• **RECORDS SUPPLIED**:
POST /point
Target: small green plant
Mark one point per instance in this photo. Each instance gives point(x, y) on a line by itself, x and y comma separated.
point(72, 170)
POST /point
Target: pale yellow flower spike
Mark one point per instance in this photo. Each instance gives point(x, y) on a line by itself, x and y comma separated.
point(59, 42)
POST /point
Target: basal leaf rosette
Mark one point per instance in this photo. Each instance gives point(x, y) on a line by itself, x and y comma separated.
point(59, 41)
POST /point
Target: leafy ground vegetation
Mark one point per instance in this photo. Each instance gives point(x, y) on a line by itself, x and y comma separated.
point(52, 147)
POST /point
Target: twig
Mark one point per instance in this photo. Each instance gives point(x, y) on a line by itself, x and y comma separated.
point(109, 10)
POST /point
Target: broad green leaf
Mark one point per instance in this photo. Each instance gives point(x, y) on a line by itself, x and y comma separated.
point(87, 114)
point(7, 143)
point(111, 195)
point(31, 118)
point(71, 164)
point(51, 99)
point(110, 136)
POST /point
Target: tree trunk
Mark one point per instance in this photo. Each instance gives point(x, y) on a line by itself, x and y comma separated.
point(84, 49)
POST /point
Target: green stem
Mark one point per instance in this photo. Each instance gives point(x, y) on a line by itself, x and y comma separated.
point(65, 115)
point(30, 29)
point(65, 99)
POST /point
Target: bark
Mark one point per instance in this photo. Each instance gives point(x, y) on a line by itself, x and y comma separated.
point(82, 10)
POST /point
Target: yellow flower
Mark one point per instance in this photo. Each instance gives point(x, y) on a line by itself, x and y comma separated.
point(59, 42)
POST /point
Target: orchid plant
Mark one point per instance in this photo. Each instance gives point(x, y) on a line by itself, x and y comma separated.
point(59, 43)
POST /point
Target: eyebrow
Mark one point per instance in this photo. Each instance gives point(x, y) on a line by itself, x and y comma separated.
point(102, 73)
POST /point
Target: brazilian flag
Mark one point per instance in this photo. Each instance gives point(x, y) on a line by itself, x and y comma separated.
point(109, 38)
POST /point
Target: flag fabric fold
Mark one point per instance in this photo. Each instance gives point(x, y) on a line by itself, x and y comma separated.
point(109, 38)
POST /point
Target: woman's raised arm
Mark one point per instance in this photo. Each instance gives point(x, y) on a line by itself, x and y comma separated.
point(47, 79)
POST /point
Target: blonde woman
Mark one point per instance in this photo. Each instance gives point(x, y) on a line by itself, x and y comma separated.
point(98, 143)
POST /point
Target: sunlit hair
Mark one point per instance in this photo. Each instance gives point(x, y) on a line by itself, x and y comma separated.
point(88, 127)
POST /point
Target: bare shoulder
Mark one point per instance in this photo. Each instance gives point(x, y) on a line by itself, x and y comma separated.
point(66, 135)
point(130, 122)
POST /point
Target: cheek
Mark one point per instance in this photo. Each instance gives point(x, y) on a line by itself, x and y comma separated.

• **ASSIGNED TASK**: Repeat the whole listing, keeping every word exactly as it is.

• **ANSWER SECTION**:
POST /point
Target: small green plant
Mark one point per instance in this photo. Each instance gives point(x, y) on a line by itself, x and y comma separated.
point(72, 170)
POST /point
Target: pale yellow flower spike
Mark one point per instance in this photo. Each instance gives point(x, y) on a line by itself, x and y comma separated.
point(59, 42)
POST /point
Target: basal leaf rosette
Mark one point per instance in this photo. Each instance gives point(x, y) on a line by itself, x and y comma separated.
point(59, 41)
POST /point
Target: leafy ground vegetation
Mark one point per instance in this photo. Each instance gives point(x, y) on a line by itself, x and y comma separated.
point(52, 147)
POST /point
Target: twig
Mark one point per instance in this photo. Each instance gives point(x, y) on a line by itself, x and y comma separated.
point(109, 10)
POST /point
Target: broad green leaf
Mark one point per instance in this photo. Each instance gives point(x, y) on a line by itself, x and y comma separated.
point(87, 114)
point(7, 143)
point(111, 195)
point(31, 118)
point(71, 164)
point(51, 99)
point(110, 136)
POST /point
Target: tree trunk
Mark one point per instance in this photo. Each instance gives point(x, y) on a line by itself, x and y comma separated.
point(84, 49)
POST /point
Target: green stem
Mark one point per instance in this photo. Each instance gives point(x, y) on a line by itself, x and y comma separated.
point(65, 115)
point(30, 29)
point(65, 99)
POST /point
Target: bark
Mark one point per instance in this photo. Each instance gives point(x, y) on a line by itself, x and y comma separated.
point(82, 10)
POST /point
Target: yellow flower
Mark one point per instance in this photo. Each instance gives point(x, y) on a line by itself, x and y comma separated.
point(59, 42)
POST /point
Target: orchid plant
Mark one point per instance in this photo. Each instance gives point(x, y) on a line by itself, x and y comma separated.
point(59, 43)
POST /point
Target: eyebrow
Mark one point per instance in this photo. Each instance gives point(x, y) on a line by itself, x and y comma separated.
point(102, 73)
POST /point
Target: brazilian flag
Mark one point per instance in this photo. Each instance gives point(x, y) on a line by itself, x and y comma separated.
point(109, 38)
POST /point
Target: flag fabric fold
Mark one point per instance in this photo. Each instance gives point(x, y) on a line by itself, x and y comma separated.
point(109, 38)
POST /point
Target: woman's raised arm
Mark one point per instance in this photo. Each instance gives point(x, y) on a line by itself, x and y comma separated.
point(47, 79)
POST /point
Target: blonde woman
Mark one point per instance in this photo. Each instance gives point(x, y) on a line by itself, x and y comma separated.
point(98, 143)
POST /point
Target: sunlit hair
Mark one point per instance in this photo. Each instance gives point(x, y) on a line by itself, x and y comma separated.
point(88, 127)
POST /point
Target: bare shoulder
Mark one point per instance in this photo. Each instance gives point(x, y) on a line by itself, x and y comma separated.
point(66, 135)
point(130, 122)
POST /point
Target: cheek
Mark one point per instance in this photo. Each instance gives point(x, y) on a line by itself, x and y comma separated.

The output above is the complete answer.